Data records
________________________

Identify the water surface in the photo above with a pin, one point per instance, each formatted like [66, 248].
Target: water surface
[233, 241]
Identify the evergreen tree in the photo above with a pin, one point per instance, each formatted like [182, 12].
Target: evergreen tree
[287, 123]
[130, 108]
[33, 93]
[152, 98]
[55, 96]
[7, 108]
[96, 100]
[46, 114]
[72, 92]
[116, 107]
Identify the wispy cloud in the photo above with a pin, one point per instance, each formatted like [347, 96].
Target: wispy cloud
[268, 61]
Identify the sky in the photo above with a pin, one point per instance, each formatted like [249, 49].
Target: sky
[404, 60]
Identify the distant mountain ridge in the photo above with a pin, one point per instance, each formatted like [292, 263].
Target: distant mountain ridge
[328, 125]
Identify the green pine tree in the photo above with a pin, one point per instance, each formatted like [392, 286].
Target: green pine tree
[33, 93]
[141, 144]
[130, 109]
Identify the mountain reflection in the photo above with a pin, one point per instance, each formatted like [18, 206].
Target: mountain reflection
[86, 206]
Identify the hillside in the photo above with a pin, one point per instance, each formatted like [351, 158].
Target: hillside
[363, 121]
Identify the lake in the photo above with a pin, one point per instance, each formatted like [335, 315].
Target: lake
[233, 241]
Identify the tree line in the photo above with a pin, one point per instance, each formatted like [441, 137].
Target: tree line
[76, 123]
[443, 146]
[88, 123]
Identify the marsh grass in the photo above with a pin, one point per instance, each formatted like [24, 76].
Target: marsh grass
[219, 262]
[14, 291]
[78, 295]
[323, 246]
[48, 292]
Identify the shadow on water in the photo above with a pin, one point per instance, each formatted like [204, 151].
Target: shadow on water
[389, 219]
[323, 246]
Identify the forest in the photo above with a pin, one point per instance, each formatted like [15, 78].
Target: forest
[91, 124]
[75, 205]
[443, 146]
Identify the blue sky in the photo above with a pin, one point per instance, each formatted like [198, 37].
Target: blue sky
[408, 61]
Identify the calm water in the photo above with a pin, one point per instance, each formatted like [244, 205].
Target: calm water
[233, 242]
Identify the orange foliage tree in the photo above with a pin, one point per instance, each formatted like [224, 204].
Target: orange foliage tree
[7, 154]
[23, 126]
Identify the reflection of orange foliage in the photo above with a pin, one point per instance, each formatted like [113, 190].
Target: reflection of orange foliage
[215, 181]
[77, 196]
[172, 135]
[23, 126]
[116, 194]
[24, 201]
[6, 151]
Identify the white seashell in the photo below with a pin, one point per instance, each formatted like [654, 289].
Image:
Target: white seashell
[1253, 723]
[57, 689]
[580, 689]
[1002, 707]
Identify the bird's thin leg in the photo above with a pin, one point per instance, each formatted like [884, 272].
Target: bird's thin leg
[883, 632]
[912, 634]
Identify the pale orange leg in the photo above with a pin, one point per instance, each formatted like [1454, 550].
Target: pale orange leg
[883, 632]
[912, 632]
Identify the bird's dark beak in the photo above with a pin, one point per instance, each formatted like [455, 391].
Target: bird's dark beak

________________________

Task goal
Reproduce all the records precisely.

Response to the task
Identify the water surface in the photo above with a pin, one point per instance, each formatted like [66, 248].
Target: water surface
[233, 241]
Identify the evergreen tree in the photo above with a pin, one point per instance, each formatted like [182, 12].
Target: evergreen tree
[287, 123]
[130, 108]
[33, 93]
[152, 98]
[55, 96]
[7, 108]
[96, 100]
[46, 114]
[72, 92]
[116, 107]
Identify the wispy cloud in the photo above with a pin, one point per instance, each formatted like [347, 96].
Target: wispy cloud
[268, 61]
Identify the sky in the photo above with a pin, one point per instance, each formatted like [249, 49].
Target: sky
[404, 60]
Identify the distant mountain ridge in the photo above with a pin, one point per instance, each formatted like [292, 263].
Target: distant mountain ridge
[328, 125]
Identify the green pine tree in the photo above with a pin, one point per instance, each formatted like [392, 286].
Target: green pine tree
[33, 93]
[141, 144]
[130, 109]
Identify the mountain reflection in the photo above with a pin, one point per instance, each formatted like [18, 206].
Target: mountain reflection
[86, 206]
Identify the hillside in the photo above with a pin, one point per instance, each formatted like [351, 158].
Target: hillside
[363, 121]
Identify the lake in the photo above with a pin, one point per instance, each formatted like [335, 315].
Target: lake
[233, 241]
Identify the tree line in the photo above with a pin, one point per instance, each formatted like [441, 137].
Target: tree line
[76, 123]
[443, 146]
[88, 123]
Identify the marsh grass in the photo above with a pin, one point per instance, each formatted like [24, 76].
Target: marsh grass
[219, 262]
[14, 291]
[78, 295]
[323, 246]
[48, 292]
Identify the shadow on water in the photo above with a pin, one point per instance, each formatted like [204, 151].
Target: shadow on water
[389, 219]
[323, 246]
Identify the forest in the photo above with a pin, one point per instance, each formatted like [15, 78].
Target: forest
[91, 124]
[75, 205]
[443, 146]
Identify the blue sky in the photo above with a pin, one point per instance, each formatted like [198, 37].
Target: blue sky
[408, 61]
Identify the calm water in the photo above with a pin, one point per instance, each formatted like [244, 205].
Target: calm water
[233, 242]
Identify the orange foliage tree in the photo above with a pin, one point per instance, each formatted like [224, 204].
Target: orange foliage tree
[7, 154]
[23, 126]
Identify the reflection of orange foliage in the photo above with a pin, one point per instance, each formatted like [113, 190].
Target: reflection of orange foliage
[215, 181]
[77, 196]
[172, 135]
[23, 126]
[116, 194]
[24, 201]
[6, 151]
Identify the white seashell in the photo below with a pin, one point per instance, each formatted like [654, 289].
Image:
Target: white seashell
[1253, 723]
[57, 689]
[580, 689]
[1002, 707]
Identify the bird's thin leg in the photo above with a pin, one point per instance, each formatted like [884, 272].
Target: bird's thin leg
[883, 632]
[912, 634]
Identify the pale orange leg in the photo above with a pin, one point per instance, each formatted like [1454, 550].
Target: pale orange leg
[883, 632]
[912, 632]
Identify the bird's dark beak in the photo above with a pin, one point per instance, each formatted like [455, 391].
Target: bird's dark beak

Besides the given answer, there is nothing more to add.